What to do - After reading the entries below, report how many lines have the string "field" in them, giving the number alone.

Material for this task -
____________

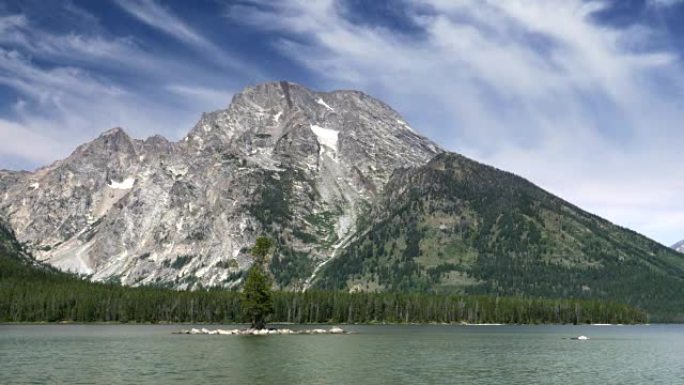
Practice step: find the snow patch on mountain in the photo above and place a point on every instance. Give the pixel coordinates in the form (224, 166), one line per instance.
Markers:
(326, 136)
(324, 104)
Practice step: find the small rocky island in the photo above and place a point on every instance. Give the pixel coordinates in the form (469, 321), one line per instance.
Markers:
(261, 332)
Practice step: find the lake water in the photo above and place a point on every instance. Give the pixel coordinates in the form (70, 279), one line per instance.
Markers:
(429, 354)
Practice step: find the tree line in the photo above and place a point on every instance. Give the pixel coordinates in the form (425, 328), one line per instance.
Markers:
(36, 293)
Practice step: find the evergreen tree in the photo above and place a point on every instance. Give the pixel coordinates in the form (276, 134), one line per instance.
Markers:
(256, 294)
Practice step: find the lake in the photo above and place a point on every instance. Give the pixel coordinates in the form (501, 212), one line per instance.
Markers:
(411, 354)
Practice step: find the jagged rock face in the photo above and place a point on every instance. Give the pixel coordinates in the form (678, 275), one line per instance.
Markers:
(299, 165)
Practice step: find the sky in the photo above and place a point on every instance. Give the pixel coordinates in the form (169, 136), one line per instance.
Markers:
(583, 98)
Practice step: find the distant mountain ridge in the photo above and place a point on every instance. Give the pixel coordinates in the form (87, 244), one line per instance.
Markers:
(354, 198)
(679, 246)
(298, 164)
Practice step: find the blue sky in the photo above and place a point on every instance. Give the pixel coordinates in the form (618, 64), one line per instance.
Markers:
(585, 99)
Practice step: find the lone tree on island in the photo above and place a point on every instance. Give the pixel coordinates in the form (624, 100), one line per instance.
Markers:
(256, 294)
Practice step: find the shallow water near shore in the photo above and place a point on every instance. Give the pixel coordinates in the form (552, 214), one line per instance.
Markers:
(382, 354)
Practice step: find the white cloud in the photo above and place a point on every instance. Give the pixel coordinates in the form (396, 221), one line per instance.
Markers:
(664, 3)
(157, 16)
(62, 105)
(535, 87)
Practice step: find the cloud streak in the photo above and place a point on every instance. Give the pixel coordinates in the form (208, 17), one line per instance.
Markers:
(540, 88)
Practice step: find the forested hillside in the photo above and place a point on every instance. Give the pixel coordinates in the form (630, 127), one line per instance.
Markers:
(30, 292)
(457, 226)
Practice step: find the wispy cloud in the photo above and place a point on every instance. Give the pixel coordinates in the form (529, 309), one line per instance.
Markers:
(537, 87)
(57, 78)
(157, 16)
(161, 18)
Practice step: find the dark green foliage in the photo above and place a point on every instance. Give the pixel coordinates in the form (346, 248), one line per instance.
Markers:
(256, 295)
(30, 292)
(463, 227)
(256, 298)
(261, 248)
(290, 267)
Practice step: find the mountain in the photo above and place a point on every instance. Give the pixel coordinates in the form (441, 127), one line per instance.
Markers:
(300, 165)
(455, 225)
(352, 196)
(679, 246)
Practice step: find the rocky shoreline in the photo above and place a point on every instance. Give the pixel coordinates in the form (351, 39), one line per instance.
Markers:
(260, 332)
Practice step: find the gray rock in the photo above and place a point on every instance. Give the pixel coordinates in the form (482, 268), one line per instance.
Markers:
(299, 165)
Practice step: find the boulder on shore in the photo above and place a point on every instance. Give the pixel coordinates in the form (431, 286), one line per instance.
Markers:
(260, 332)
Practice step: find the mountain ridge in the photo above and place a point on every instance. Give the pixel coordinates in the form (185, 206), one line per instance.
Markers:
(353, 197)
(273, 139)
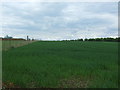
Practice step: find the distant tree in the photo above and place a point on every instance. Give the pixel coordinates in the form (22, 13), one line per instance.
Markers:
(86, 39)
(79, 39)
(8, 37)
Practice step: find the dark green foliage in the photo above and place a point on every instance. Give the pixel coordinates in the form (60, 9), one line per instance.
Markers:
(46, 63)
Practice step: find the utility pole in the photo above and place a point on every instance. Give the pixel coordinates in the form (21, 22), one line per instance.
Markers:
(27, 38)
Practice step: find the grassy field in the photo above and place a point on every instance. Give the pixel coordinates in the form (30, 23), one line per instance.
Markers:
(62, 64)
(8, 44)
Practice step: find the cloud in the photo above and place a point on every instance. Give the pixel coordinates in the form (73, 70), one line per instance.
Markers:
(56, 21)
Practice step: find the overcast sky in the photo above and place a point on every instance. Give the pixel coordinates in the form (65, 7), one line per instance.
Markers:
(61, 20)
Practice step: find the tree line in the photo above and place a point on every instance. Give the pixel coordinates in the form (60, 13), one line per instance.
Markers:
(98, 39)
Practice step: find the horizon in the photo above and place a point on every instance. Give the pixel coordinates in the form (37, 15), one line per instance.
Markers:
(60, 21)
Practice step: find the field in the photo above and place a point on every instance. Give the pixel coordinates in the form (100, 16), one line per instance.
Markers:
(65, 64)
(8, 44)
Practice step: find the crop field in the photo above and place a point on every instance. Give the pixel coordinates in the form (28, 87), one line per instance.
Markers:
(8, 44)
(61, 64)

____________

Exercise output - 3